**原文段落**
○ ○ ○
本研究目的在于考察聽障人群空間主導性和空間參照框架之間潛在的交互作用, 并且通過將聽障人群與聽力正常人群兩組被試進行比較, 考察空間主導性和空間參照框架之間的交互作用是否在聽力喪失之后會發生改變。實驗1要求聽障和聽力正常被試分別在近處空間和遠處空間內完成不同空間參照框架的判斷。結果發現, 對于聽障被試來說, 空間主導性和空間參照框架之間存在交互作用。無論目標出現在遠處空間還是近處空間, 被試對環境參照條件下目標的反應均顯著快于自我參照條件目標的反應。但在近處空間條件下, 兩者的差異更大一些,t(16) = 2.20,p< 0.05,d= 0.77 (圖2)。對于聽力正常被試來說, 雖然空間主導性和空間參照框架之間也存在交互作用, 但與聽障被試的模式不同。當目標出現在遠處空間時, 被試對環境參照條件下目標的反應顯著慢于自我參照條件目標的反應; 當目標出現在近處空間時, 被試對環境參照條件下目標的反應與自我參照條件目標的反應無差異(圖 3)。實驗 2要求聽障和聽力正常被試分別完成open loop實驗中。結果發現, 兩類被試在本體平衡感上并不存在顯著差異, 從而證明了并不是由于聽障被試在主體平衡感上存在缺陷對實驗效應造成的影響, 而是由于聽障被試因背側通路發生了改變而導致其在完成自我參照框架判斷時產生的變化。
我們的實驗結果發現, 聽力正常被試在環境參照判斷條件下的反應時短于自我參照框架條件, 這與以往研究的結果較為一致(Chen et al., 2012)。通過聽障和聽力正常被試進行對比可以看出, 聽障被試在完成環境參照判斷中的表現與聽力正常被試的表現相當, 而在完成自我參照框架判斷的反應時長于聽力正常被試。因此可以說明, 聽障被試空間參照框架中的環境參照框架判斷的能力正常, 而自我參照框架判斷的能力受到的一定的損害, 而自我參照框架判斷是由背側通路負責的(Andersen &Buneo, 2002; Cohen & Andersen, 2002; Andersen et al.,1997), 因此, 可以說聽障被試自我判斷能力的受損是由背側通路的變化所引起的, 而這又導致了聽障被試在空間主導性和空間參照框架之間的交互模式與聽力正常被試不同。
聽障被試在不同參照框架的表現不同是他們自身長期生活過程中逐漸累積的。由于自我參照框架的表征是依賴于身體效應器(指向行為目標的部位)的坐標信息。而環境參照框架的表征則依賴于外部世界客體位置的坐標信息。比如, 在日常生活中, 當我們走在馬路上的時候, 身后不遠的地方一輛呼嘯而來的汽車正向我們駛來, 這時我們需要將視線立刻轉移到這輛車上。在這過程中了解車輛鳴笛的空間方位信息, 對于我們判斷我們與車輛之間的位置起到很重要的作用。因此, 自我參照框架的判斷中, 來自其他感覺通道的信息也起到很重要的作用, 如聲音。而聽障人群由于長期缺少聽覺信息的傳入, 進而會影響他們對自我參照框架的表征,導致他們在對自我參照框架的判斷不如聽力正常的被試。此外, 由于聽障被試長久以來使用手語進行日常的溝通和交流, 為了更好的與人溝通和交流, 他們必須注意到對方手的姿勢、位置以及兩只手的位置關系與身體之間的位置關系(Heracleous, Beautemps,& Aboutabit, 2010), 而這些訊息均屬于環境參照框架的范疇。因此, 聽障被試在環境參照框架的判斷表現完好, 自我參照框架的判斷較差。
○ ○ ○
**資料記錄**
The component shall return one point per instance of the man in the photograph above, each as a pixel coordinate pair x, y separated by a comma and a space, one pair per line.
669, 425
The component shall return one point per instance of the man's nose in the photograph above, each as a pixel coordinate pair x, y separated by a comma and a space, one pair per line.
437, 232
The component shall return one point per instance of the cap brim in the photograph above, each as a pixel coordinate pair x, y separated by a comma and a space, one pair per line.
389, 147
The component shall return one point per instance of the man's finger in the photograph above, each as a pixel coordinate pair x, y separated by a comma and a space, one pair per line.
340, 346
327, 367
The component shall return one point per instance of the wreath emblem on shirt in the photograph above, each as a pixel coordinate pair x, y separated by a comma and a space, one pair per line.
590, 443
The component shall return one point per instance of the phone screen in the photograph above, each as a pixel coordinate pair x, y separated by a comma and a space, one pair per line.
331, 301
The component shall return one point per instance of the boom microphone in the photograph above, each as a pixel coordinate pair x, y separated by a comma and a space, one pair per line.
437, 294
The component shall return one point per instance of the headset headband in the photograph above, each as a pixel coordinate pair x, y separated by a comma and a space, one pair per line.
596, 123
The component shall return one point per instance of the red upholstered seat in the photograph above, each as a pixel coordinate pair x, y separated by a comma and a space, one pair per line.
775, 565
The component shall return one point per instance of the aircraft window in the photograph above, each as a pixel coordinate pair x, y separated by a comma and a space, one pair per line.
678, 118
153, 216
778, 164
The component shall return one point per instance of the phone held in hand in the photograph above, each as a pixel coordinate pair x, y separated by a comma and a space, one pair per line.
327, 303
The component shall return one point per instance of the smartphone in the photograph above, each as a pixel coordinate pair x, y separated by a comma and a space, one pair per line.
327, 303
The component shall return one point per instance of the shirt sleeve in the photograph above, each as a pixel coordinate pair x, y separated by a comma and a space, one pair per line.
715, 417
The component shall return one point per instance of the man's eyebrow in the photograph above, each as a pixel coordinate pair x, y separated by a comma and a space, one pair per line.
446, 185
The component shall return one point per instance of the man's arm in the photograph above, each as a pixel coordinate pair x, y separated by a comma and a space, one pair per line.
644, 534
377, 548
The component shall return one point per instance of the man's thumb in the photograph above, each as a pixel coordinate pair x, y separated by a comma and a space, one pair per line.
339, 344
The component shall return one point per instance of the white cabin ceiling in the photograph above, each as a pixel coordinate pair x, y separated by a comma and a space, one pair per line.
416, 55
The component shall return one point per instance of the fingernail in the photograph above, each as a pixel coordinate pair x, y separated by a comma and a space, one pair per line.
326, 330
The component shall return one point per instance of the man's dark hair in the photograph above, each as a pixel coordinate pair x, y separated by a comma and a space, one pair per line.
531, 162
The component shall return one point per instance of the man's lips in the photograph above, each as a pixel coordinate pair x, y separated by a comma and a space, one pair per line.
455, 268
○ ○ ○
**任務要求**
1. 請改寫原文段落中的一段內容：從含有“我們的實驗結果發現, 聽力正常被試在環境參照判斷條件下的反應時短于自我參照框架條件, 這與以往研究的結果較為一致(Chen”的地方開始，到“而這些訊息均屬于環境參照框架的范疇。因此, 聽障被試在環境參照框架的判斷表現完好, 自我參照框架的判斷較差。”之後結束，並把其中的“聽障被試”一律換成“聽力障礙被試”。
2. 請把原文段落中以「我們的實驗結果發現」開頭的那一整段改寫成條列形式，保留其主要事實。
3. 請將原文段落中的這句話譯成英文：「聽障被試在不同參照框架的表現不同是他們自身長期生活過程中逐漸累積的。」

**參考答案**
1.
我們的實驗結果發現, 聽力正常被試在環境參照判斷條件下的反應時短于自我參照框架條件, 這與以往研究的結果較為一致(Chen et al., 2012)。通過聽障和聽力正常被試進行對比可以看出, 聽力障礙被試在完成環境參照判斷中的表現與聽力正常被試的表現相當, 而在完成自我參照框架判斷的反應時長于聽力正常被試。因此可以說明, 聽力障礙被試空間參照框架中的環境參照框架判斷的能力正常, 而自我參照框架判斷的能力受到的一定的損害, 而自我參照框架判斷是由背側通路負責的(Andersen &Buneo, 2002; Cohen & Andersen, 2002; Andersen et al.,1997), 因此, 可以說聽力障礙被試自我判斷能力的受損是由背側通路的變化所引起的, 而這又導致了聽力障礙被試在空間主導性和空間參照框架之間的交互模式與聽力正常被試不同。
聽力障礙被試在不同參照框架的表現不同是他們自身長期生活過程中逐漸累積的。由于自我參照框架的表征是依賴于身體效應器(指向行為目標的部位)的坐標信息。而環境參照框架的表征則依賴于外部世界客體位置的坐標信息。比如, 在日常生活中, 當我們走在馬路上的時候, 身后不遠的地方一輛呼嘯而來的汽車正向我們駛來, 這時我們需要將視線立刻轉移到這輛車上。在這過程中了解車輛鳴笛的空間方位信息, 對于我們判斷我們與車輛之間的位置起到很重要的作用。因此, 自我參照框架的判斷中, 來自其他感覺通道的信息也起到很重要的作用, 如聲音。而聽障人群由于長期缺少聽覺信息的傳入, 進而會影響他們對自我參照框架的表征,導致他們在對自我參照框架的判斷不如聽力正常的被試。此外, 由于聽力障礙被試長久以來使用手語進行日常的溝通和交流, 為了更好的與人溝通和交流, 他們必須注意到對方手的姿勢、位置以及兩只手的位置關系與身體之間的位置關系(Heracleous, Beautemps,& Aboutabit, 2010), 而這些訊息均屬于環境參照框架的范疇。因此, 聽力障礙被試在環境參照框架的判斷表現完好, 自我參照框架的判斷較差。

2.
- 聽力正常被試在環境參照判斷條件下的反應時短於自我參照框架條件，與以往研究較為一致（Chen et al., 2012）。
- 聽障被試完成環境參照判斷的表現與聽力正常被試相當，但完成自我參照框架判斷的反應時長於聽力正常被試。
- 由此說明聽障被試的環境參照框架判斷能力正常，自我參照框架判斷能力受到一定損害。
- 自我參照框架判斷由背側通路負責（Andersen & Buneo, 2002; Cohen & Andersen, 2002; Andersen et al., 1997），因此聽障被試自我判斷能力受損是背側通路變化所致。
- 這又使聽障被試在空間主導性與空間參照框架之間的交互模式與聽力正常被試不同。

3. The differences in hearing-impaired participants' performance across reference frames accumulated gradually over the course of their own long-term daily lives.